• **Document extract**
>>>
|Quoting Jwenting (Reply 3):|
Worse, those ash deposits are radioactive.
Not all that much, but a lot of them are borderline for being nuclear waste rather than chemical waste and someone with the right facilities might be able to extract that radioactive material and make it into a dirty bomb.
Was a revelation when I found that out while working in a radiation lab during graduation work.
Wow. What to do, run around in small circles I guess.
Of course coal fired power stations put out more radioactivity that all except one nuclear power station ever has. Is it a problem, not really.
Sci Amer can manage this:
McBride and his co-authors estimated that individuals living near coal-fired installations are exposed to a maximum of 1.9 millirems of fly ash radiation yearly. To put these numbers in perspective, the average person encounters 360 millirems of annual "background radiation" from natural and man-made sources, including substances in Earth's crust, cosmic rays, residue from nuclear tests and smoke detectors.
<<<
(Referring-expression pointing data)
>>>
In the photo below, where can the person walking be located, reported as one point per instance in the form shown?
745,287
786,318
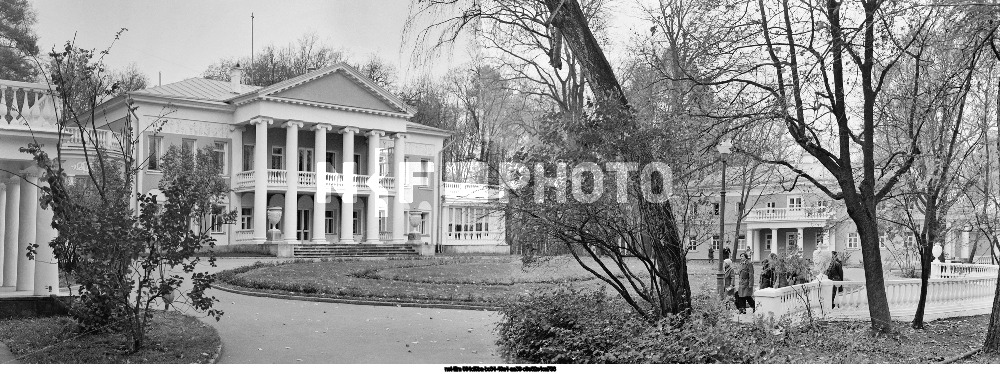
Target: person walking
744,294
767,274
729,279
836,273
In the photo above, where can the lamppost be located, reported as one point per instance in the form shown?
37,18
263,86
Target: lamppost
723,148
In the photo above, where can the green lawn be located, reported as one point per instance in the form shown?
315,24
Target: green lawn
174,338
457,280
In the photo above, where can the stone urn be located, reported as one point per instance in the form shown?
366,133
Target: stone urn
273,217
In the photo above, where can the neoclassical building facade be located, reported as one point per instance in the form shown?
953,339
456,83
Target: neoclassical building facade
327,158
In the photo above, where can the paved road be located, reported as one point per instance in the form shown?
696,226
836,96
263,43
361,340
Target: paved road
266,330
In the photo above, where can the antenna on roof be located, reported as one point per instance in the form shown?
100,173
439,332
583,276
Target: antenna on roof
251,43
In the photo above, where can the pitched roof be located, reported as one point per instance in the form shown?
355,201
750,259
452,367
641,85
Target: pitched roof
197,89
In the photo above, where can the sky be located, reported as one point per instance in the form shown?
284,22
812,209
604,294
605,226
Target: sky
178,39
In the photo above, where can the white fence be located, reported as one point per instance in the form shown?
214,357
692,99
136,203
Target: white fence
957,290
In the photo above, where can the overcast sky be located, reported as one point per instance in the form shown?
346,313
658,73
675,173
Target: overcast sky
180,38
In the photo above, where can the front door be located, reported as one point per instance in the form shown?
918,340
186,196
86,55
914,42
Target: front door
305,159
303,223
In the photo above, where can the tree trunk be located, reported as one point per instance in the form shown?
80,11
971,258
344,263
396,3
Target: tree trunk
878,304
926,256
992,343
661,226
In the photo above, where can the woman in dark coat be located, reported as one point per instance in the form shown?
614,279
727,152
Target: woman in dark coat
744,292
767,273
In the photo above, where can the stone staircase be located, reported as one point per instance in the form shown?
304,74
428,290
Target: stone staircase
354,250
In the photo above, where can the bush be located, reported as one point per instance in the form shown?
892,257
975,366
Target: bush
569,326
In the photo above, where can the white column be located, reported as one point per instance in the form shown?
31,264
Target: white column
371,230
965,243
774,241
398,213
347,200
260,179
237,167
11,224
46,280
292,192
322,191
26,232
3,220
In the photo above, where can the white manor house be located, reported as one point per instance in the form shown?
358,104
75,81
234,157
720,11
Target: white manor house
281,146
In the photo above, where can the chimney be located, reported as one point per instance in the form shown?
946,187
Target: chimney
236,79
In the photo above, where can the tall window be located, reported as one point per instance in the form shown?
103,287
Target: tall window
331,162
425,170
218,211
247,157
277,158
385,162
305,159
219,153
246,218
383,221
853,241
795,202
330,221
357,223
154,153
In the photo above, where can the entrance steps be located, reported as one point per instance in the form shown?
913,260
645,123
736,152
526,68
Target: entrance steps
353,250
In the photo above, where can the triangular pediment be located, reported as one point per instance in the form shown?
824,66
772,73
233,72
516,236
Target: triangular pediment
340,88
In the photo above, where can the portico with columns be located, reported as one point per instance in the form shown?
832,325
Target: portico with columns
23,220
326,151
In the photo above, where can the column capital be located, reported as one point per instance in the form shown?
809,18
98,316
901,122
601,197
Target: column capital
266,121
323,127
32,172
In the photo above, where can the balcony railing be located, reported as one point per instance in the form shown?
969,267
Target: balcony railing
30,103
243,235
789,214
307,179
471,191
102,138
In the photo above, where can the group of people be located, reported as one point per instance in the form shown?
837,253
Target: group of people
739,279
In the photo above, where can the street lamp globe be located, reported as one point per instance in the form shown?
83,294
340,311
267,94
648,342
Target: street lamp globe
725,147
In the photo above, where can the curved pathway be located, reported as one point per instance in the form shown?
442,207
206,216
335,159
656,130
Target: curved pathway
266,330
<<<
• **Problem description**
In the forum post on coal ash radioactivity, how many millirems of background radiation does the average person encounter each year?

• **Solution to the exercise**
360 millirems.